§ **WHAT IS REQUIRED**
Swap "sunset sky" for "evening sky" in the entries running from the line that contains "compact like (109,23)." through the end of the entries, both ends included, and change nothing else. Give back only those lines, with the pictures left out.

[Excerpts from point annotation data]
%%
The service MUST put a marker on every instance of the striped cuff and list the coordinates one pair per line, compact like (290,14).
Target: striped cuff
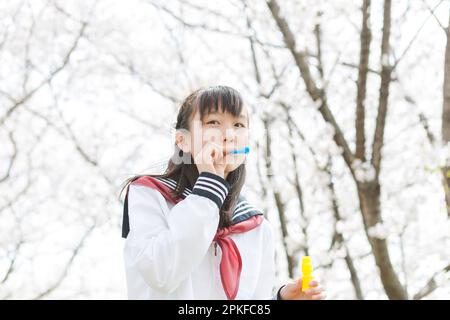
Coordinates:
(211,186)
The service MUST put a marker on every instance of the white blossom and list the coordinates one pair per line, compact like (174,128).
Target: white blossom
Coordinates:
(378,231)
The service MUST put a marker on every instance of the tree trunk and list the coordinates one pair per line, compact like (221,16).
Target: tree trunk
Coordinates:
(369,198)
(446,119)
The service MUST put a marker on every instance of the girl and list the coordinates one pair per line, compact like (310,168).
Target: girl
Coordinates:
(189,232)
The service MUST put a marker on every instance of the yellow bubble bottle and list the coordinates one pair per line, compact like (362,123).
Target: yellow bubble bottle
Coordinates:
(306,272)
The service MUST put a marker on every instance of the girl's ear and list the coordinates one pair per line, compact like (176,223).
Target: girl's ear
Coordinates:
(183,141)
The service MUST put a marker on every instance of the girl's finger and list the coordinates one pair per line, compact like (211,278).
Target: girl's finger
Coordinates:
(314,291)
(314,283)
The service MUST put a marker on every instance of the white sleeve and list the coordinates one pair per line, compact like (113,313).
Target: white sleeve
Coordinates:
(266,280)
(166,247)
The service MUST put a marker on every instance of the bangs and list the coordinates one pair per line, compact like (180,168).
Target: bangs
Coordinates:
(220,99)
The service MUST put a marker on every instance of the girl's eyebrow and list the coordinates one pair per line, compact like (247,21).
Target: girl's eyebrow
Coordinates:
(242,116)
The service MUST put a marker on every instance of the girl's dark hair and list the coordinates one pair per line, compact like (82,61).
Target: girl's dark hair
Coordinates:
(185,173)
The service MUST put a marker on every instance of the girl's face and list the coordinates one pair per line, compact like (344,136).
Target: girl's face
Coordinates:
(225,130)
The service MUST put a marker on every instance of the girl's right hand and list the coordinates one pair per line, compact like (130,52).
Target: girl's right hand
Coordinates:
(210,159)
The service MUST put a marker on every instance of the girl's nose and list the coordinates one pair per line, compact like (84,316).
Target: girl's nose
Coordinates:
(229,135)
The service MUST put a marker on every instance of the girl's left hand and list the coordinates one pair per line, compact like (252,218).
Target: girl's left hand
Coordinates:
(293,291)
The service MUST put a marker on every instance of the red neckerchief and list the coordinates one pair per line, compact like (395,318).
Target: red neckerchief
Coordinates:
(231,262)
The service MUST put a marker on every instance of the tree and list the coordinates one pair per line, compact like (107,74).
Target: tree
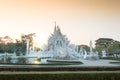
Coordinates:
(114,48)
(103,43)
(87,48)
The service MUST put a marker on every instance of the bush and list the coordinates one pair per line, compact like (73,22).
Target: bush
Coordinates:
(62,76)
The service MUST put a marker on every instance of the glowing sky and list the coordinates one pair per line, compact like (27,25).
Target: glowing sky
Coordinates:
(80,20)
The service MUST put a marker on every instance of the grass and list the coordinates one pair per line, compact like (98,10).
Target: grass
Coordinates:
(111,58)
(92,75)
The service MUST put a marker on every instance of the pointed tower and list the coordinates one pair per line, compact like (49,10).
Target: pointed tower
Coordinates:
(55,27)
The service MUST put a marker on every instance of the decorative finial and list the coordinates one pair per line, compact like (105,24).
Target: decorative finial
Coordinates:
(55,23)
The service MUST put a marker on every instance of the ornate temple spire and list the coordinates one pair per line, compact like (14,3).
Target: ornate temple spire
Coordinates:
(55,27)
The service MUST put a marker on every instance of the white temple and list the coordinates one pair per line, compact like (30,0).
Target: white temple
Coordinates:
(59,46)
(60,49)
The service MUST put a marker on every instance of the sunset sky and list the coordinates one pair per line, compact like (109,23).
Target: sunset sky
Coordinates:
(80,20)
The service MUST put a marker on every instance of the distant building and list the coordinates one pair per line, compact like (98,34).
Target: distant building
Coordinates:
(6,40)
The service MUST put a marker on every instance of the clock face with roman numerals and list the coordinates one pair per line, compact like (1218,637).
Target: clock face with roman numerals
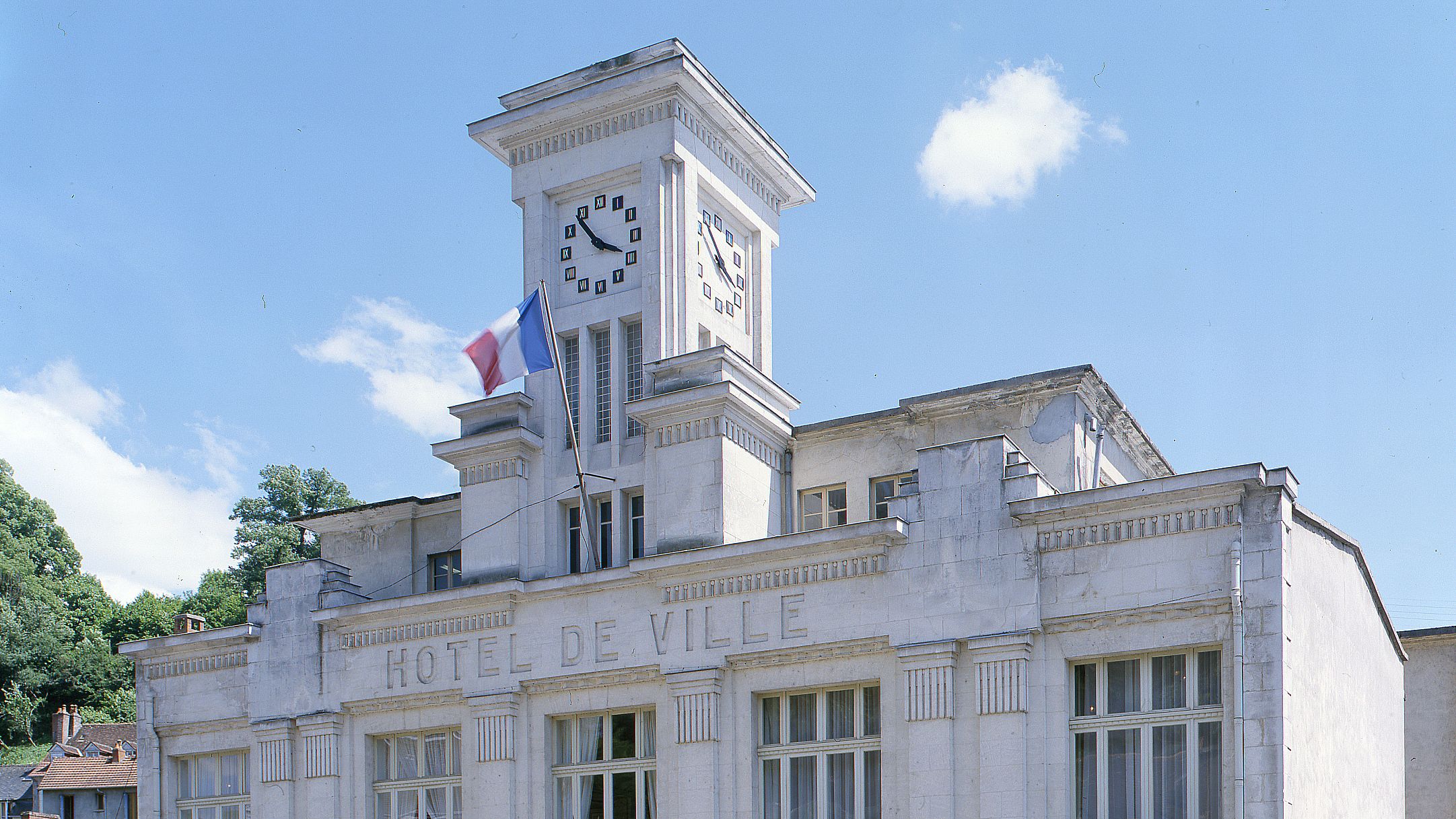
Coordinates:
%%
§ **EXERCISE ANSWER**
The service MUST put a marker on every instance of the evening sky and list the coordinates one pair per line, compact like (109,23).
Target: evening sky
Coordinates:
(80,20)
The service MUST put a marker on every instance of the distant building and list the coordinates one pair per line, compact like (98,34).
Target: distant building
Coordinates:
(6,40)
The service MUST put a marker on every instance of the clock face with roman numerals and list the coordinates one pair per line, compact like (1218,637).
Target: clock face with roman numerals
Coordinates:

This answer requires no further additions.